> **EXERCISE INSTRUCTIONS**:
1. Repeat the part of the forum thread starting with "Did Nokia fake" and going on through "4s did not.".
2. List every distinct username that appears in the forum thread as a post header followed by a date.
-- Begin TEXT SHOWN --
This just might be the phone for me.



maverick786us said:


> Sad that Lumia 920 being just an LTE device will not come to india. If I import an 920 from US, will it work with indian carriers?



im pretty sure there will be an international edition, you wont need to import


----------



## maverick786us (Sep 6, 2012)

ssk_the_gr8 said:


> @rider
> let me be more specific , krait quad will beat exynos quad
> 
> *Mid-range Nokia WP8 Lumia phones said to arrive in early 2013
> ...



I hope so. The same happened with Lumia 900 to I waited for international edition but it never came to india


----------



## cooljeba (Sep 6, 2012)

you guys check out Samsung Ativ S too. Looks super good


----------



## ssk_the_gr8 (Sep 6, 2012)

^^ yeah its good to

900 was not launched because only a few months were left for WP8 launch, 920 will launch on time for sure


----------



## pratyush997 (Sep 6, 2012)

Did Nokia fake the still photos too?


----------



## randomuser111 (Sep 6, 2012)

^

So much for "revolutionary" pureview camera 

Also in the video where the Lumia 920 and Iphone 4S are being compared for low light performance you can see that Lumia used Flash assistance whereas Iphone 4s did not. 

Let actual reviews come out, then we will find out how good this 8mp pureview camera is. And the IS comparison they disabled Image stabilization in the "rival smartphone" (GS3?) and compared with the Lumia. DUH! Obviously if you disable image stabilization it will seem like there is a huge difference. 

Not good, Nokia !!.


----------



## dashing.sujay (Sep 6, 2012)

Nokia won the photo challenge woo. I feel like this is the phone for me. Waiting for mid segment to launch.


----------



## pratyush997 (Sep 6, 2012)

^u  saw my last post


----------



## randomuser111 (Sep 6, 2012)

@dashing.sujay

There is no mid segment Win8 device this year, only next year. I don't expect to see 820 below 29k in India that too around December.
-- End TEXT SHOWN --
-- Begin DATA LINES --
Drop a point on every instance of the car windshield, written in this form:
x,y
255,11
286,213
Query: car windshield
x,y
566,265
-- End DATA LINES --
> **RESULTS OF THE TASKS**:
1.
Did Nokia fake the still photos too?


----------



## randomuser111 (Sep 6, 2012)

^

So much for "revolutionary" pureview camera 

Also in the video where the Lumia 920 and Iphone 4S are being compared for low light performance you can see that Lumia used Flash assistance whereas Iphone 4s did not.

2.
maverick786us
cooljeba
ssk_the_gr8
pratyush997
randomuser111
dashing.sujay